What is needed
Please repeat the records exactly from their first line, finishing at the line containing "[locate] soft pink" and including it.

*** Opening Available records ***

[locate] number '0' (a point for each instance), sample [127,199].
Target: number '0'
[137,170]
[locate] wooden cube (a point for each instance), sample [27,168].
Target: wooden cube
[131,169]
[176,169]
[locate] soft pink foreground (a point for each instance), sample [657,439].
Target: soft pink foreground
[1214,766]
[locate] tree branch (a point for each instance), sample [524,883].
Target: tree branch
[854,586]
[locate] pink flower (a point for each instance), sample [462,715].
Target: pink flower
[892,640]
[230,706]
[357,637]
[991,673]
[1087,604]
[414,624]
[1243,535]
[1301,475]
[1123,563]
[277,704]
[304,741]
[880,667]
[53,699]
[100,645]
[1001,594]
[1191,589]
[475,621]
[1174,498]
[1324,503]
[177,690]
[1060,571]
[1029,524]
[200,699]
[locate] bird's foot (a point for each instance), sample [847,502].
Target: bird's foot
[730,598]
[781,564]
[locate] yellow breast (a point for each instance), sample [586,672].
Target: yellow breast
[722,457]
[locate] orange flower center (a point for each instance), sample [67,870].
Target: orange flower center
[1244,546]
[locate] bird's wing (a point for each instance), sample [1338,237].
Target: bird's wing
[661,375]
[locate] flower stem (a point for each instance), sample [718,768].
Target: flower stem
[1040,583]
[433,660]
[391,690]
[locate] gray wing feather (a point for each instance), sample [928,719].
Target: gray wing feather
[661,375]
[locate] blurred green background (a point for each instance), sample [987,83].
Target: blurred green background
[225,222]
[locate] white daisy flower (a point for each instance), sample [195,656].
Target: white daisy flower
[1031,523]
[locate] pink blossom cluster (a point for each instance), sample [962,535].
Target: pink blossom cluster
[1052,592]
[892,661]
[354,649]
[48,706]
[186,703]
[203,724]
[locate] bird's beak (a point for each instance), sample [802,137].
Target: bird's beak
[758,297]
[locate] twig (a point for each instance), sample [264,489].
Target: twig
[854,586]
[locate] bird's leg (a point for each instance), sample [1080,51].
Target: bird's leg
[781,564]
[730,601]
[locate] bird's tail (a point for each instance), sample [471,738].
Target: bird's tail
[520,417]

*** Closing Available records ***

Written reply
[locate] number '0' (a point for each instance), sample [127,199].
Target: number '0'
[137,170]
[locate] wooden cube (a point for each instance), sample [27,168].
Target: wooden cube
[131,169]
[176,169]
[locate] soft pink foreground (a point for each instance), sample [657,439].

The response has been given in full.